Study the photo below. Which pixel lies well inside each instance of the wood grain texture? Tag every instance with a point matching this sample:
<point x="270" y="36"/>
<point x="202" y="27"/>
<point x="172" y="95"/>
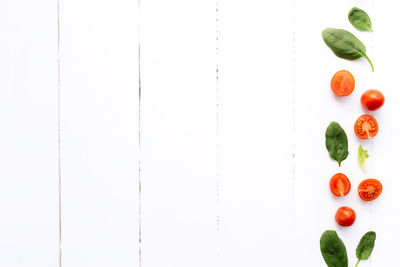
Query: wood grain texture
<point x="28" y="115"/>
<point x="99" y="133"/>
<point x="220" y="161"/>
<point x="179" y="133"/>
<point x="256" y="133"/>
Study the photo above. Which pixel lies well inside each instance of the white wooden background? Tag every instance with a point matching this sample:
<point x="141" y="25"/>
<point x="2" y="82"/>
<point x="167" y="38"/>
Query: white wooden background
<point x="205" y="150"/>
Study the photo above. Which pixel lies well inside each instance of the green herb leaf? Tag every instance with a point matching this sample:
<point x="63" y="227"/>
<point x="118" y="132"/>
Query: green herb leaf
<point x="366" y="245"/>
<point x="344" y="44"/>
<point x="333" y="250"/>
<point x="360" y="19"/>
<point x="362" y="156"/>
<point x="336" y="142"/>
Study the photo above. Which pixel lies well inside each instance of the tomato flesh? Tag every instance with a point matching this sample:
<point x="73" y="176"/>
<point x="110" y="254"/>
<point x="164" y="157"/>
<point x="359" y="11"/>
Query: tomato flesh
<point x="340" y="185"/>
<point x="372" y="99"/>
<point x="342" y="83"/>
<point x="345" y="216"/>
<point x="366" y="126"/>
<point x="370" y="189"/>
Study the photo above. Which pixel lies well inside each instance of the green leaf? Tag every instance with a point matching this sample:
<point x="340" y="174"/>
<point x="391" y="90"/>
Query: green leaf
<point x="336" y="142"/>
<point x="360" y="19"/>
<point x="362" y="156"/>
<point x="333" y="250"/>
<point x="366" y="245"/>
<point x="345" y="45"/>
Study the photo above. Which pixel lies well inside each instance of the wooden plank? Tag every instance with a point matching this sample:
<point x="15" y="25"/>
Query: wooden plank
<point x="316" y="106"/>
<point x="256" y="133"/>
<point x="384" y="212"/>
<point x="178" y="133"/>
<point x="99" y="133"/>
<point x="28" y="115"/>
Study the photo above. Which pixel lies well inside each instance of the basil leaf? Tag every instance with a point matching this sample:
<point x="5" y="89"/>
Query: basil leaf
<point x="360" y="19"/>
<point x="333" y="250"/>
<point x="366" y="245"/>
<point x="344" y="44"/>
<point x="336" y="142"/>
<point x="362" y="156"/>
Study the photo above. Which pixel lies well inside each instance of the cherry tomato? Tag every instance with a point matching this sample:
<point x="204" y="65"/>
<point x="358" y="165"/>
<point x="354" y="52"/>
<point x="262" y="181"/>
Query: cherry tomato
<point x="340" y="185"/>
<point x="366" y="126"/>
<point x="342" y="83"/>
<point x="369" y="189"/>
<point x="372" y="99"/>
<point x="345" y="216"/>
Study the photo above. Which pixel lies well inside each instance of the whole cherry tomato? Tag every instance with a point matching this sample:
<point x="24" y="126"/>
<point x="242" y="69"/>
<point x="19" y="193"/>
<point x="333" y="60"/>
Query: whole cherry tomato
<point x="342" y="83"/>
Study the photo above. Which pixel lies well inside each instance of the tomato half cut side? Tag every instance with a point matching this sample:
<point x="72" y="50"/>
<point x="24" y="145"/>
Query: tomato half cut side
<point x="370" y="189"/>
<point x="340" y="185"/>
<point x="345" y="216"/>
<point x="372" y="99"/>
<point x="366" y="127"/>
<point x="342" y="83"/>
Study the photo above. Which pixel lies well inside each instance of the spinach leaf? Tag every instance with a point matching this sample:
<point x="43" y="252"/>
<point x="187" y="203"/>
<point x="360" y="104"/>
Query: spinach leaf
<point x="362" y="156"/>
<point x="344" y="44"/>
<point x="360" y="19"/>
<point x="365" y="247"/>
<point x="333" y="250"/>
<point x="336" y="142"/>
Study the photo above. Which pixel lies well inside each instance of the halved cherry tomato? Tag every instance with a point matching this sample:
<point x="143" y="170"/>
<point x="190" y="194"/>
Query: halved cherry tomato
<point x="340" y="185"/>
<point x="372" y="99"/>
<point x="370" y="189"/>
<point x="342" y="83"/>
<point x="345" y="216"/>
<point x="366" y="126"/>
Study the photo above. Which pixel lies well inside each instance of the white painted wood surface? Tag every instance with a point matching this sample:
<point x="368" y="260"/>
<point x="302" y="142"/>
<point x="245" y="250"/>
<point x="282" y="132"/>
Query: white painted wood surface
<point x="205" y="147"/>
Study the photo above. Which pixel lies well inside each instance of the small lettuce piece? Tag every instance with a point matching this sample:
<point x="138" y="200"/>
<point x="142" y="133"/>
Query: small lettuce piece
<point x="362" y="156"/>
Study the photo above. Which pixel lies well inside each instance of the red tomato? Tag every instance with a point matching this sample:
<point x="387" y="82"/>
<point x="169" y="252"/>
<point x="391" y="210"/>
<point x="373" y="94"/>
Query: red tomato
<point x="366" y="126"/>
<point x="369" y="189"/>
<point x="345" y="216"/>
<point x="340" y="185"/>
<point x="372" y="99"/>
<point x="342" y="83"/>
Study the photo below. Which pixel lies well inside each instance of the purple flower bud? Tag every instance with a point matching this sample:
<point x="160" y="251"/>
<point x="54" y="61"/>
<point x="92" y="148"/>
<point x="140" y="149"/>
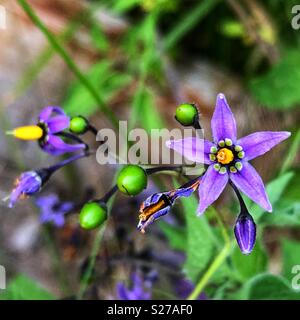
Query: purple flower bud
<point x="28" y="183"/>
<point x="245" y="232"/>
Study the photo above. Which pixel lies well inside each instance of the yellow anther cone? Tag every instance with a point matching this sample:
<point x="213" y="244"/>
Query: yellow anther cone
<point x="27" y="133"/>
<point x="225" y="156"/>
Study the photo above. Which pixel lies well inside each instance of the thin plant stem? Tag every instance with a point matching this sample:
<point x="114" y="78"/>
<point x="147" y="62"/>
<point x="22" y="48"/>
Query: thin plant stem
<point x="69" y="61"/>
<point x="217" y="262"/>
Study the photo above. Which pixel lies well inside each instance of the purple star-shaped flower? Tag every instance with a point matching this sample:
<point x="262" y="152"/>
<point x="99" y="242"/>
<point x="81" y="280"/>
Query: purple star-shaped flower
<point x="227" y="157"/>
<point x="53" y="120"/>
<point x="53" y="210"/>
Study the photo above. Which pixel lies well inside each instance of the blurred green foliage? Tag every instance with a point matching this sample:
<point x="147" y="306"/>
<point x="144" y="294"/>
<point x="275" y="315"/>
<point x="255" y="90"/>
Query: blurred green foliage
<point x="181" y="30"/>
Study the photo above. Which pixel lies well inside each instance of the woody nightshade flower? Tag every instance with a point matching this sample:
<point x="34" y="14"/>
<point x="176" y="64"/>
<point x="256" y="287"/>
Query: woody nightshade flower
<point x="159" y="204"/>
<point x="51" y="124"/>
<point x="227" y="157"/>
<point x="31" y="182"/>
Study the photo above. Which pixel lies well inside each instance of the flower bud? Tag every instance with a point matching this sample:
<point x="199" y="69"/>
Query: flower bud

*WHAT YOU HAVE TO DO*.
Collect every line with the string "below" from the records, and copy each.

*WRITTEN RESPONSE*.
Study the photo below. Which pixel lies well inside each instance of the wood grain texture? Tag every instance with a point matching this sample:
Study the photo below. Which pixel lies well inside each instance of the purple flower bud? Tag every instance with a point matching this sample:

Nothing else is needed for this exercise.